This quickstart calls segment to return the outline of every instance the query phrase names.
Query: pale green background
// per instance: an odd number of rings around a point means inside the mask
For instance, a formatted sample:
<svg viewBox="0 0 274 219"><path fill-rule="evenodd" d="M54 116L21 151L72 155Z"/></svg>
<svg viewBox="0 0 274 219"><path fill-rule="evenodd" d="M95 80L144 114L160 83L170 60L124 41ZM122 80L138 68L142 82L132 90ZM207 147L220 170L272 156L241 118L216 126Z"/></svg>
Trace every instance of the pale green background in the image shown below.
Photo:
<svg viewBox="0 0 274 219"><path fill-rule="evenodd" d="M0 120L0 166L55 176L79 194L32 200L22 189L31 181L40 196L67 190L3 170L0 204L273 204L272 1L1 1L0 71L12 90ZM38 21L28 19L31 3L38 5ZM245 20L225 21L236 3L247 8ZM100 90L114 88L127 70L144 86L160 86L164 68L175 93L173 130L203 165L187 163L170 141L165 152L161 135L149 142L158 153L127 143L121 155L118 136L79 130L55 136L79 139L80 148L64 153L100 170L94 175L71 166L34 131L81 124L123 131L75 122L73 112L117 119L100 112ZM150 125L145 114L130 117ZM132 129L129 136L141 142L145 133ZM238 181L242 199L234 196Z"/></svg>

■ **Task**
Set down every line of the listing above again, exactly as given.

■ **Response**
This quickstart calls segment to return the outline of every instance the query phrase names.
Query: pale green background
// per instance: an odd number of rings around a point means inside the mask
For instance, a formatted sample:
<svg viewBox="0 0 274 219"><path fill-rule="evenodd" d="M54 116L21 151L72 155Z"/></svg>
<svg viewBox="0 0 274 219"><path fill-rule="evenodd" d="M95 80L144 114L160 83L170 60L124 41ZM122 80L138 68L142 82L132 90ZM207 147L220 170L272 156L241 118L216 126Z"/></svg>
Trace every instance of the pale green background in the image shown below.
Photo:
<svg viewBox="0 0 274 219"><path fill-rule="evenodd" d="M0 120L0 166L55 176L79 194L32 200L22 189L31 181L40 196L67 190L3 170L0 204L273 204L272 1L1 1L0 71L12 90ZM38 21L28 19L31 3L38 5ZM245 20L225 21L236 3L247 8ZM100 90L114 88L127 70L144 86L160 86L164 68L175 93L173 130L203 165L187 163L170 141L165 152L161 135L149 142L158 153L127 143L121 155L118 136L79 130L55 136L79 139L80 148L64 153L100 170L94 175L71 166L34 131L81 124L123 131L75 122L73 112L117 119L100 112ZM150 125L145 114L130 117ZM132 129L129 136L141 142L145 133ZM238 181L242 199L234 196Z"/></svg>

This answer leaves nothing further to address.